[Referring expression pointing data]
####

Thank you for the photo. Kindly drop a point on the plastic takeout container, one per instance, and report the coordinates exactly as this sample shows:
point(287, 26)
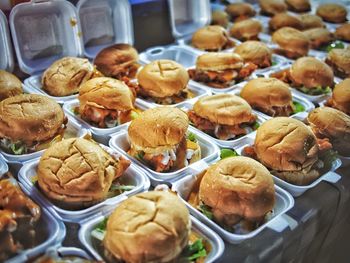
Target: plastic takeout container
point(132, 176)
point(104, 23)
point(284, 202)
point(209, 150)
point(204, 232)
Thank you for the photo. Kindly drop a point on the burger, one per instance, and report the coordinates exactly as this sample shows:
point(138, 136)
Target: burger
point(106, 102)
point(153, 226)
point(117, 61)
point(270, 96)
point(223, 116)
point(341, 97)
point(212, 38)
point(284, 20)
point(10, 85)
point(298, 6)
point(255, 52)
point(319, 37)
point(343, 32)
point(240, 11)
point(292, 42)
point(29, 123)
point(311, 21)
point(339, 60)
point(272, 7)
point(77, 173)
point(165, 146)
point(290, 150)
point(248, 29)
point(333, 13)
point(65, 76)
point(309, 75)
point(220, 70)
point(237, 190)
point(164, 82)
point(334, 125)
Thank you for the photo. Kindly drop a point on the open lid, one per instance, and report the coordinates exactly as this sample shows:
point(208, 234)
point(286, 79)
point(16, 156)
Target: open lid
point(44, 31)
point(6, 61)
point(187, 16)
point(104, 23)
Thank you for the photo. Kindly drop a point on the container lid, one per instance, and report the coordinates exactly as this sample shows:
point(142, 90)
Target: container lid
point(187, 16)
point(44, 31)
point(104, 23)
point(6, 61)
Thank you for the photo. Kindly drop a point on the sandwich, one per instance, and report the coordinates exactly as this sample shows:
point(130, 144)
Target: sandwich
point(309, 75)
point(166, 146)
point(106, 102)
point(247, 29)
point(212, 38)
point(340, 99)
point(220, 70)
point(117, 61)
point(164, 82)
point(77, 173)
point(292, 42)
point(290, 150)
point(237, 191)
point(270, 96)
point(223, 116)
point(30, 123)
point(10, 85)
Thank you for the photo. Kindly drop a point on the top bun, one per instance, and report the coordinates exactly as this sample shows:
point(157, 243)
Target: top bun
point(311, 72)
point(65, 75)
point(226, 109)
point(10, 85)
point(216, 61)
point(161, 127)
point(148, 227)
point(114, 61)
point(29, 118)
point(163, 78)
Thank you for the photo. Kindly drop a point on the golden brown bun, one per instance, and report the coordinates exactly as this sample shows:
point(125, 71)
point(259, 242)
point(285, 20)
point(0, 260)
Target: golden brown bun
point(148, 227)
point(333, 13)
point(343, 32)
point(284, 19)
point(226, 109)
point(65, 75)
point(311, 72)
point(272, 7)
point(246, 29)
point(10, 85)
point(238, 187)
point(30, 117)
point(106, 93)
point(112, 61)
point(163, 78)
point(158, 127)
point(340, 61)
point(333, 124)
point(77, 172)
point(311, 21)
point(264, 93)
point(240, 10)
point(341, 96)
point(292, 40)
point(210, 38)
point(318, 37)
point(219, 18)
point(286, 144)
point(298, 5)
point(216, 61)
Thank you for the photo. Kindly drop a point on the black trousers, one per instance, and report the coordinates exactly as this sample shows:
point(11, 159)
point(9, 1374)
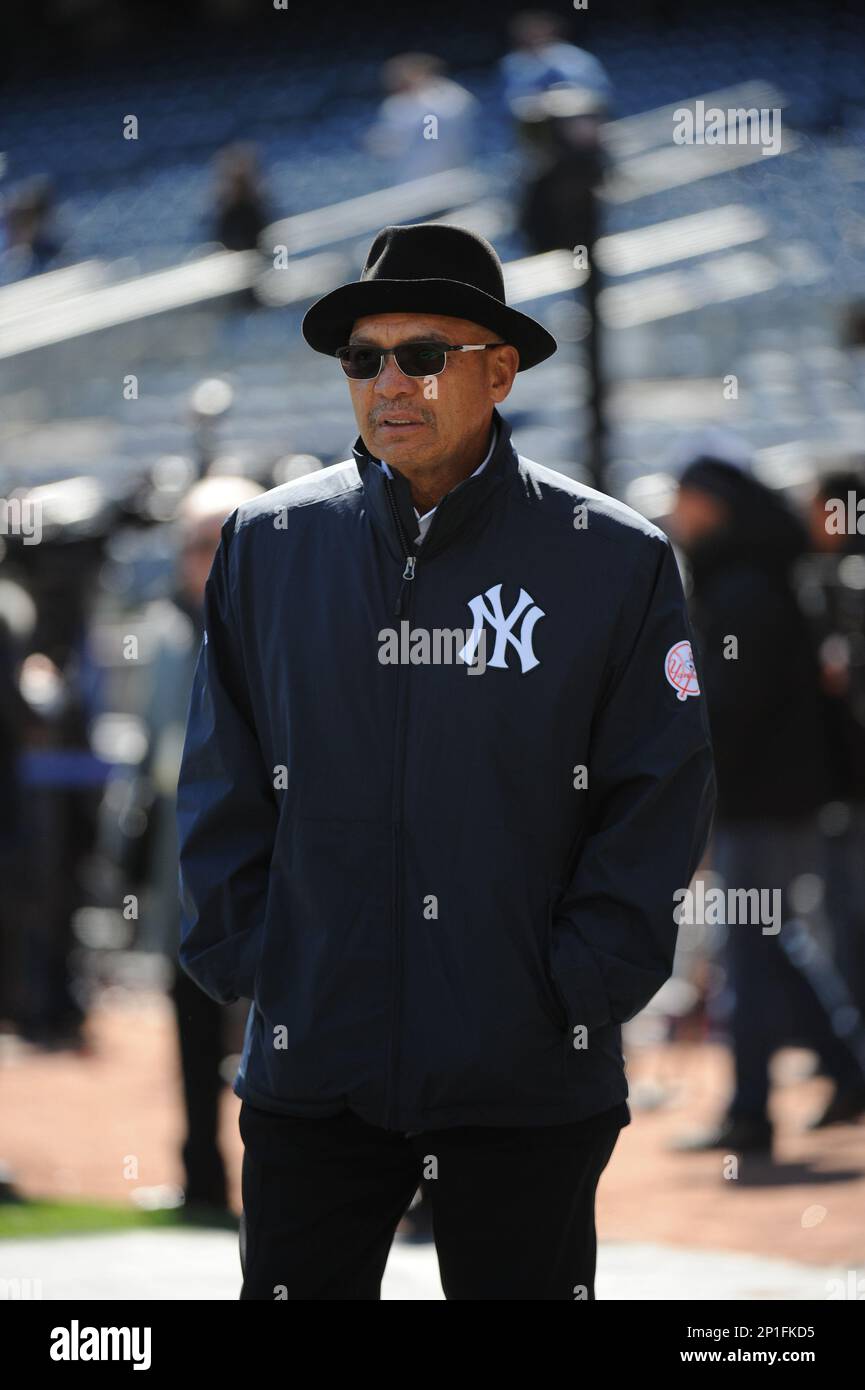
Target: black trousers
point(513, 1209)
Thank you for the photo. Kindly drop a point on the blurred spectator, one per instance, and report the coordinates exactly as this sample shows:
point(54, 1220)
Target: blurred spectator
point(202, 1025)
point(543, 59)
point(559, 96)
point(833, 583)
point(771, 759)
point(241, 210)
point(427, 124)
point(31, 238)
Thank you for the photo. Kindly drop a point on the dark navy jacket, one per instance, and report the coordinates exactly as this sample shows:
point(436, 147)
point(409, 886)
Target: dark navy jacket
point(437, 916)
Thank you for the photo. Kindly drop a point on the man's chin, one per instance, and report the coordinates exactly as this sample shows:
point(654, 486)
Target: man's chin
point(401, 446)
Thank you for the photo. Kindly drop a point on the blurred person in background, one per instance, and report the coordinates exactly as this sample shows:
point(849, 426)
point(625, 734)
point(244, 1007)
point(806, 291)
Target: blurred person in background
point(427, 124)
point(835, 598)
point(200, 1023)
point(771, 754)
point(559, 97)
point(541, 59)
point(31, 241)
point(17, 622)
point(241, 211)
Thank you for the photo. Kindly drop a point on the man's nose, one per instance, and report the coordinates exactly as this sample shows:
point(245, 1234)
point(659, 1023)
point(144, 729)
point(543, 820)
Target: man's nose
point(391, 381)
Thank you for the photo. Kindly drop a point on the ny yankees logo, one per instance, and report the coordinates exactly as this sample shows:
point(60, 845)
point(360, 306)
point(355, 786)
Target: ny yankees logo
point(524, 608)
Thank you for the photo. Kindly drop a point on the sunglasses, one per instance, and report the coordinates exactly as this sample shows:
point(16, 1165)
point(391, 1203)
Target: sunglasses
point(362, 362)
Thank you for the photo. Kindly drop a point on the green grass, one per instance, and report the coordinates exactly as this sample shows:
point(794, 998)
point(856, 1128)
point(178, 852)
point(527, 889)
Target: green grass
point(34, 1218)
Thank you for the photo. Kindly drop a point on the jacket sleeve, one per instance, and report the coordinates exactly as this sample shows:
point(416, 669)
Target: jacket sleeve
point(225, 808)
point(651, 799)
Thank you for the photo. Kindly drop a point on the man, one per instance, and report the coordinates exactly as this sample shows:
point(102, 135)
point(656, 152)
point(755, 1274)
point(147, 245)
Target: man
point(444, 884)
point(741, 541)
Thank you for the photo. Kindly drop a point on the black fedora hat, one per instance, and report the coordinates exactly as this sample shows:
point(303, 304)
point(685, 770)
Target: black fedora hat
point(427, 267)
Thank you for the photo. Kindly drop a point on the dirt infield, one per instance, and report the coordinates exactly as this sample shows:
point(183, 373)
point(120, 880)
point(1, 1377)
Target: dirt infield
point(100, 1123)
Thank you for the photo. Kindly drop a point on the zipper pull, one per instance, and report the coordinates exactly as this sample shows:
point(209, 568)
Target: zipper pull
point(406, 576)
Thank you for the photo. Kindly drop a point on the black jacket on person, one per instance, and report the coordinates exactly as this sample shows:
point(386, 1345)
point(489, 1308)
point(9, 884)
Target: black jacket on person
point(765, 706)
point(392, 861)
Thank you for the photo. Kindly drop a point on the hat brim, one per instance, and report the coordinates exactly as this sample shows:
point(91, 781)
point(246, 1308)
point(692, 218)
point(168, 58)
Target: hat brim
point(328, 323)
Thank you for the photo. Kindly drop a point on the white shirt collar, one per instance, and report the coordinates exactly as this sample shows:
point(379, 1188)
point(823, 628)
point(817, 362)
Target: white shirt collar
point(423, 521)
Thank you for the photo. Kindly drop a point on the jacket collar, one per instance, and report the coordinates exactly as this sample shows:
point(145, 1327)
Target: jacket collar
point(387, 496)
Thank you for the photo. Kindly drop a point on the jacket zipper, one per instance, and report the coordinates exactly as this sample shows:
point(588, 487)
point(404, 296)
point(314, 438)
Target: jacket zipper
point(397, 812)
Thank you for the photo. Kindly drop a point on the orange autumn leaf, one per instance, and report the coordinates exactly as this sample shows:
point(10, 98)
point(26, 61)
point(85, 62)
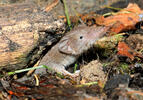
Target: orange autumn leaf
point(124, 50)
point(125, 19)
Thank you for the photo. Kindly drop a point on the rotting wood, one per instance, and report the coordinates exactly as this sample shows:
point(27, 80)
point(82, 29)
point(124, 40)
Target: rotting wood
point(23, 29)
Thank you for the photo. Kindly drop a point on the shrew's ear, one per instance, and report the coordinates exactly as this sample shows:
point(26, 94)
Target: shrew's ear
point(67, 47)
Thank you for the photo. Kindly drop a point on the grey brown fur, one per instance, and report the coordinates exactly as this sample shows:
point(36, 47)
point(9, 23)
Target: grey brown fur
point(69, 48)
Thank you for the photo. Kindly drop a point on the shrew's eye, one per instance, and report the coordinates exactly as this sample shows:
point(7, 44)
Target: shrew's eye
point(81, 37)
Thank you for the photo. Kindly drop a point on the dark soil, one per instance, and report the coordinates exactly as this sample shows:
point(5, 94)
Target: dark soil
point(105, 75)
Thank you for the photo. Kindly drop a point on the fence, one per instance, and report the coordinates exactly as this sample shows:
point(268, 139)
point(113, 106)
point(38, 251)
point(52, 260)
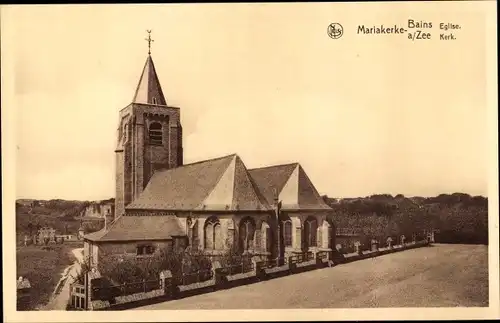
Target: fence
point(185, 284)
point(109, 292)
point(78, 297)
point(245, 266)
point(301, 257)
point(195, 277)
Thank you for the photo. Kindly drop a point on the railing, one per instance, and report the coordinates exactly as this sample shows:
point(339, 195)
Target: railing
point(239, 268)
point(322, 255)
point(108, 292)
point(347, 232)
point(77, 297)
point(301, 257)
point(271, 263)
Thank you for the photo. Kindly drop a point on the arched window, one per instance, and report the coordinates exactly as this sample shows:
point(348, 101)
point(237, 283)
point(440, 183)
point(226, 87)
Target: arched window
point(311, 229)
point(125, 132)
point(247, 232)
point(287, 232)
point(213, 235)
point(155, 133)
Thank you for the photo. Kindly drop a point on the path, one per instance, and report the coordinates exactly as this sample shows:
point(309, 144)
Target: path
point(441, 275)
point(60, 299)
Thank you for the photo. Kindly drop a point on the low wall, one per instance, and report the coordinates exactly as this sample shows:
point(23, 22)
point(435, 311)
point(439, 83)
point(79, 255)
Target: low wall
point(168, 290)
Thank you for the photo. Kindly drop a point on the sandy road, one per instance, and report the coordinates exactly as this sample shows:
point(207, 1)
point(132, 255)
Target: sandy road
point(60, 300)
point(437, 276)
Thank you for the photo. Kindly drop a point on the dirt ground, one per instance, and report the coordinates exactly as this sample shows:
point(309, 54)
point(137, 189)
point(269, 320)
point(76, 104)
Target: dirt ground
point(43, 269)
point(437, 276)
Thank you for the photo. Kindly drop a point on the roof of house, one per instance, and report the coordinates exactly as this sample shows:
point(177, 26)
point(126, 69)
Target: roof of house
point(216, 184)
point(134, 228)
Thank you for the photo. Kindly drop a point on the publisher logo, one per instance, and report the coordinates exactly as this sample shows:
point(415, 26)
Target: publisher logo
point(335, 30)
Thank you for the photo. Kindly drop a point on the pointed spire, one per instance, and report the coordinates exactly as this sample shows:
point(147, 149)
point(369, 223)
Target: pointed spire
point(149, 89)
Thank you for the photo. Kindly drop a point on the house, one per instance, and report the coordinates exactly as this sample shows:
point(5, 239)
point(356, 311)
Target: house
point(213, 205)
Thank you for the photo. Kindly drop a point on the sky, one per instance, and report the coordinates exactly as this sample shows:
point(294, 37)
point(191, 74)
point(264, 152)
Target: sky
point(363, 114)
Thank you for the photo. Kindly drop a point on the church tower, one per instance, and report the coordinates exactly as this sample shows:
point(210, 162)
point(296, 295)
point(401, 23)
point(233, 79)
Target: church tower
point(149, 137)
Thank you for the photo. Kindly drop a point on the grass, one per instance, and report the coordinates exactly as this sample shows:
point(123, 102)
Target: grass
point(43, 269)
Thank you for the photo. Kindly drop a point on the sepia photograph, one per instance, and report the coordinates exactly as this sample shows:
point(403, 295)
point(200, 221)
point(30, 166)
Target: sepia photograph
point(317, 161)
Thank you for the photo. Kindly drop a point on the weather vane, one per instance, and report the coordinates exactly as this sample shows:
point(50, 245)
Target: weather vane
point(149, 40)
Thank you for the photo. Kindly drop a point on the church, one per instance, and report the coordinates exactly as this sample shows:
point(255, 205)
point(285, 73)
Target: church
point(211, 205)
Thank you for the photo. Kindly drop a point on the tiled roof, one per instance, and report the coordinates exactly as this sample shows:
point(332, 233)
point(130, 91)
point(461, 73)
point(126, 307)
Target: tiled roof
point(270, 180)
point(149, 87)
point(217, 184)
point(133, 228)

####

#### BRIEF
From the line that has "point(245, 1234)" through the line that has "point(355, 786)", copy every line exactly as it appears above, and leave out all others.

#### RESPONSE BELOW
point(245, 1234)
point(659, 1023)
point(144, 729)
point(543, 820)
Target: man's nose
point(391, 381)
Thank you for the photo. Kindly drop a point on the ny yankees logo, one per instance, and report the coordinates exactly as this sample shows:
point(60, 845)
point(360, 306)
point(355, 786)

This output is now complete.